**WHAT THE EXERCISE ASKS:**
Please copy the items word for word, from the first line through the line containing "point(697, 509)", including that line.

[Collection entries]
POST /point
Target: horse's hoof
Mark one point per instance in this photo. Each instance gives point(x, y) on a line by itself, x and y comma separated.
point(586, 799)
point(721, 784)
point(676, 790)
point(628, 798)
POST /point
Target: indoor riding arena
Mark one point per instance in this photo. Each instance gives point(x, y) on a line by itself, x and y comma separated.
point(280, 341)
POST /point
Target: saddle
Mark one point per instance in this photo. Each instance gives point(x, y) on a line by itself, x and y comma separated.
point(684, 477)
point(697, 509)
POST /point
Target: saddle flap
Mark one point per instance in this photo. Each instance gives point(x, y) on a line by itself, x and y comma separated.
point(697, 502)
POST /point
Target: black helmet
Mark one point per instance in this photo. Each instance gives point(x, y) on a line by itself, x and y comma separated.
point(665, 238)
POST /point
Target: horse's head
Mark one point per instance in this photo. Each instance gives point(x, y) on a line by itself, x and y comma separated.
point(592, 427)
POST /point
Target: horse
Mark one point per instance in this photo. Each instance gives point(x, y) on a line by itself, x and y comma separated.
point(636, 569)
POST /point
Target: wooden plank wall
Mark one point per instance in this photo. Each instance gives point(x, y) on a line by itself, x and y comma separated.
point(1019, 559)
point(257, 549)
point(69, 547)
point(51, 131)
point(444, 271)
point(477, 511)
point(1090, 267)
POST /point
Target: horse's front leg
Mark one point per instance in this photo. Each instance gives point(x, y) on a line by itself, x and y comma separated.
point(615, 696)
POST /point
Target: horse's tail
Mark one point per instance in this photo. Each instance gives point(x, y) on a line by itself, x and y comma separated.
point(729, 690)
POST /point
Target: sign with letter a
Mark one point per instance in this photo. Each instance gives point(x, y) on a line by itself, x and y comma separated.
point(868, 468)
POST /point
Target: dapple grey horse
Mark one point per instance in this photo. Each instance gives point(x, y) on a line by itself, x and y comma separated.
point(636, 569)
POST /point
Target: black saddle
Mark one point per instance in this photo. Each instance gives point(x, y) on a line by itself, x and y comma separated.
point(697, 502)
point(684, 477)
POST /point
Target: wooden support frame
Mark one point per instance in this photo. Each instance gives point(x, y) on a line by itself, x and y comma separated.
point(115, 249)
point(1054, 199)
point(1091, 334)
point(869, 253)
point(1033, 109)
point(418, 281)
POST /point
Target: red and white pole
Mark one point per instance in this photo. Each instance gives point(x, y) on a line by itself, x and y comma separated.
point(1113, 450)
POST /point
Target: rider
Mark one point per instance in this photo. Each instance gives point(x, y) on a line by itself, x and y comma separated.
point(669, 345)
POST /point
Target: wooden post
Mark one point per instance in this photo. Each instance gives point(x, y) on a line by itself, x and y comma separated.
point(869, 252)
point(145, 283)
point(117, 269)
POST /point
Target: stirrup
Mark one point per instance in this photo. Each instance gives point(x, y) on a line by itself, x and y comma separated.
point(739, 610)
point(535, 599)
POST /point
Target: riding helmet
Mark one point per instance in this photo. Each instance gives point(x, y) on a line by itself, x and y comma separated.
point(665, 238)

**SOLUTION TO THIS TASK:**
POST /point
Target: horse's hoof
Mark one point per instance in this photo. Each instance gives point(x, y) on a line by itself, x and y comma separated.
point(586, 799)
point(721, 784)
point(676, 790)
point(628, 798)
POST /point
Target: indoor riding arena
Mark one point per instance in this photo. Each instance gives point(x, y) on a line by itself, x and y comma separated.
point(280, 341)
POST /point
Target: saddle
Mark one point per instance in this photo. Each instance gives point(x, y) on a line by itself, x and y comma separated.
point(684, 477)
point(697, 509)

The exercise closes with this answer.